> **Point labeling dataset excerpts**
○ ○ ○ ○ ○

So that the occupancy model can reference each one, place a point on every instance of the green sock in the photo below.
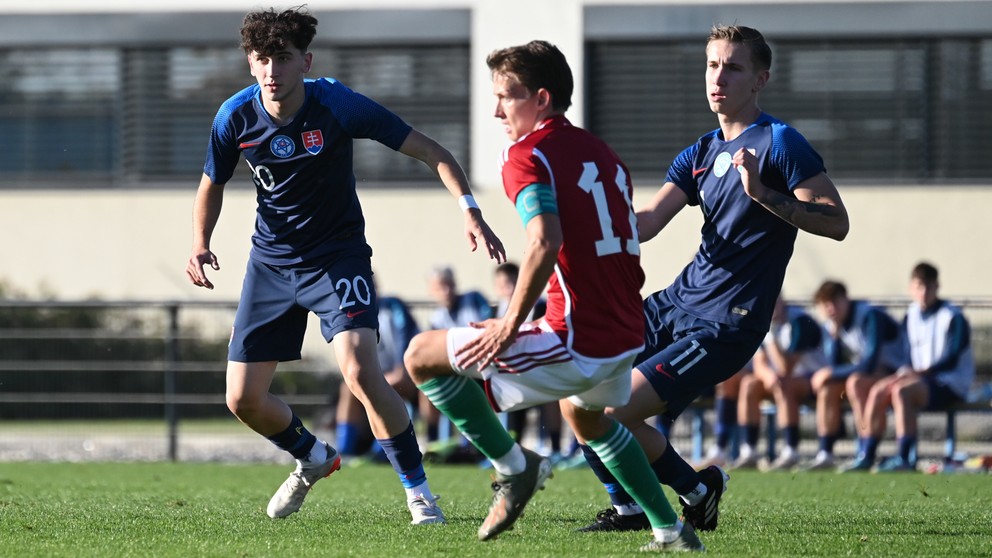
(462, 401)
(623, 456)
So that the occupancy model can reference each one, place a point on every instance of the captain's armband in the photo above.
(536, 199)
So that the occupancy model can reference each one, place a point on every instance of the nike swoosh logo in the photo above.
(661, 369)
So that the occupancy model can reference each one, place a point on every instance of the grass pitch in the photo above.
(165, 509)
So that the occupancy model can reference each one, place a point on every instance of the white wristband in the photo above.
(467, 202)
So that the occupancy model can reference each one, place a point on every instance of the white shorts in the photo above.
(538, 369)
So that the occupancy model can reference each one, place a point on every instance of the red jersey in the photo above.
(594, 295)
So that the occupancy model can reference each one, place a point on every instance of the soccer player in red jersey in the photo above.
(574, 198)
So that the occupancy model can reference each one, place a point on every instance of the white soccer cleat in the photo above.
(289, 498)
(425, 511)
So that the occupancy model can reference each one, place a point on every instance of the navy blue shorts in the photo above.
(940, 396)
(272, 316)
(685, 355)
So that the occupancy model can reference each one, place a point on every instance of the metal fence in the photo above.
(145, 380)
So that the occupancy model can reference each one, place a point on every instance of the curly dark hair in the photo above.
(268, 32)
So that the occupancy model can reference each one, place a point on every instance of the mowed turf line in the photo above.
(165, 509)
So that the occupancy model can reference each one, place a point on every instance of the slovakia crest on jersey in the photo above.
(313, 141)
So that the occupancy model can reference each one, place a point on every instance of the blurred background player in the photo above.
(791, 352)
(862, 346)
(309, 252)
(939, 374)
(757, 182)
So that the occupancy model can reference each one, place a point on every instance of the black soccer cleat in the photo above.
(704, 515)
(610, 520)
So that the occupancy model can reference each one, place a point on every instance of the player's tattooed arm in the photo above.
(816, 209)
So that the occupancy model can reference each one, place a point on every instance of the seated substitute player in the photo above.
(758, 182)
(862, 345)
(791, 352)
(309, 252)
(939, 374)
(561, 179)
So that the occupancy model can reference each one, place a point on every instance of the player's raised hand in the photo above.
(194, 268)
(496, 337)
(476, 228)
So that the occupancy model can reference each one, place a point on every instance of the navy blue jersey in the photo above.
(740, 266)
(307, 205)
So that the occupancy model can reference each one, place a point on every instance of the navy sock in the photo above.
(346, 438)
(827, 442)
(296, 439)
(726, 421)
(618, 496)
(404, 454)
(751, 434)
(870, 448)
(907, 449)
(673, 471)
(791, 434)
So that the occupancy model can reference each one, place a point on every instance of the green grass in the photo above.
(164, 509)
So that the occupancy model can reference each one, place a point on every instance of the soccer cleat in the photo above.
(822, 462)
(687, 541)
(894, 464)
(289, 498)
(511, 493)
(748, 461)
(610, 520)
(425, 511)
(706, 513)
(784, 462)
(859, 463)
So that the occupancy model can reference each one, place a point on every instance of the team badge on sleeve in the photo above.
(313, 141)
(282, 146)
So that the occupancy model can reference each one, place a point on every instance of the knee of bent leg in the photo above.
(242, 403)
(424, 353)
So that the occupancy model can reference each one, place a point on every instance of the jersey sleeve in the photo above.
(520, 170)
(360, 116)
(222, 150)
(793, 156)
(680, 173)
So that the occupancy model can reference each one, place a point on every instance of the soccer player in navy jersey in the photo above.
(758, 182)
(308, 251)
(573, 196)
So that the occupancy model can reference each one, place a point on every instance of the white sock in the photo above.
(317, 455)
(695, 496)
(667, 534)
(513, 463)
(419, 490)
(629, 509)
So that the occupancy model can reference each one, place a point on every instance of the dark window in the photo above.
(141, 116)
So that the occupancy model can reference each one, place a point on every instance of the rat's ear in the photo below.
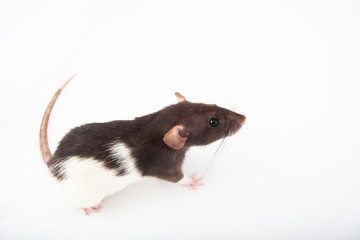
(176, 137)
(180, 97)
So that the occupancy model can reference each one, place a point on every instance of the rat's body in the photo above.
(96, 160)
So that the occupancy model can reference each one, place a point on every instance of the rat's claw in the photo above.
(92, 209)
(191, 182)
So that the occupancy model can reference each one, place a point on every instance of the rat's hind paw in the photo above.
(191, 182)
(92, 209)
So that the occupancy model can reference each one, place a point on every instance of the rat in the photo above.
(96, 160)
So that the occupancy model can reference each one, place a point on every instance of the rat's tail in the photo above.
(44, 145)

○ ○ ○ ○ ○

Write out each entry exactly as given, omitting any picture.

> **EXERCISE SOLUTION**
So that the occupancy model can reference each one, place a point on every instance of the green sock in the photo below.
(462, 401)
(623, 456)
So that the occupancy model can reference each one, place a point on every instance of the captain's armband in the photo above.
(536, 199)
So that the occupancy model can reference each one, place a point on every instance of the nike swoosh logo in the photo above.
(661, 369)
So that the occupancy model can reference each one, place a point on every instance of the grass pitch in the photo above.
(165, 509)
So that the occupancy model can reference each one, place a point on every instance of the white wristband in the photo above.
(467, 202)
So that the occupancy model can reference each one, place a point on every instance of the white shorts in the photo above.
(538, 369)
So that the occupancy model can reference each one, place a point on every instance of the red jersey in the photo above.
(594, 295)
So that the occupancy model can reference each one, place a point on every instance of the soccer player in red jersey in the photo above.
(574, 198)
So that the occupancy model can reference each one, place a point on every instance of the white soccer cleat in the photo above.
(289, 498)
(425, 511)
So that the occupancy model can reference each one, place a point on every instance of the navy blue shorts in the photo above.
(940, 396)
(272, 316)
(685, 355)
So that the occupancy model can reference each one, place a point on every instance of the metal fence in the photo above.
(145, 380)
So that the occupancy model can reference each one, place a point on every instance of the curly dark hair in the photo above.
(268, 32)
So that the occupancy model can reference each one, place a point on every instance of the mowed turf line in the photo above.
(165, 509)
So that the occupancy model can reference each one, place a point on every instance of the slovakia crest on jersey in the photo above.
(313, 141)
So that the occupancy model can reference each one, place a point on every instance of the blurred background player in the photo above.
(791, 352)
(862, 346)
(309, 252)
(939, 374)
(757, 182)
So that the occupancy model can reference each one, place a point on every instance of the black soccer cleat in the photo above.
(704, 515)
(610, 520)
So that the occupancy model can reference each one, place a point on every instance of the player's tattooed arm in the photo above.
(816, 209)
So that the occupancy model can reference each one, place a point on every instance of the seated substitute player in the photo above.
(758, 182)
(862, 345)
(791, 352)
(309, 252)
(939, 374)
(561, 179)
So that the occupancy model can reference each one, place a point on every instance of the player's raised hand in the photo above.
(194, 268)
(496, 337)
(476, 228)
So that the occupancy model can reference each one, place a point on every instance of the navy blue jersey in the photo above.
(740, 266)
(307, 205)
So that the occupancy model can reference each one, place a point on every instance of the navy sock in the photo above.
(346, 438)
(827, 442)
(296, 439)
(726, 421)
(618, 496)
(404, 454)
(751, 434)
(870, 448)
(907, 449)
(673, 471)
(791, 434)
So that the occupancy model can reference each one, place a point on every instance of the green grass in the photo above.
(164, 509)
So that the occupancy model can reference each one, place a point on every instance of the soccer cleat in the photo above.
(822, 462)
(687, 541)
(894, 464)
(289, 498)
(511, 493)
(748, 461)
(610, 520)
(425, 511)
(706, 513)
(784, 462)
(859, 463)
So that the occupancy model can reference each one, place a point on every instance of the team badge on sleeve in the photo above.
(313, 141)
(282, 146)
So that the occupancy model can reference each one, place a point on every instance of the knee of bent leg in the photo above.
(242, 403)
(424, 353)
So that the occupancy model can reference each one, place a point on every instance of the jersey sleeve in the photo above.
(520, 170)
(360, 116)
(222, 150)
(793, 156)
(680, 173)
So that the occupancy model can reference each one, place a point on every instance of the soccer player in navy jersey in the photo above.
(758, 182)
(308, 251)
(573, 196)
So that the occupancy model can reference each one, place a point on every instance of the white sock in the photo above.
(317, 455)
(695, 496)
(667, 534)
(513, 463)
(419, 490)
(629, 509)
So that the occupancy model can reference each one, place a point on every instance of the dark window in the photo above.
(141, 116)
So that the occupancy model can reference each one, place a point on every instance of the rat's ear in the photo below.
(176, 137)
(180, 97)
So that the occupancy model can reference each one, place a point on every instance of the rat's body in the photo above.
(96, 160)
So that the occupancy model can reference each one, place a point on every instance of the rat's claw in the photo above.
(92, 209)
(191, 182)
So that the occupancy model can reference each one, place a point on every instance of the rat's hind paw in the photo above.
(191, 182)
(92, 209)
So that the occupancy model can reference each one, place a point on every instance of the rat in the photo above.
(96, 160)
So that the occupancy model can reference each one, place a point on every instance of the rat's tail in the photo above.
(44, 145)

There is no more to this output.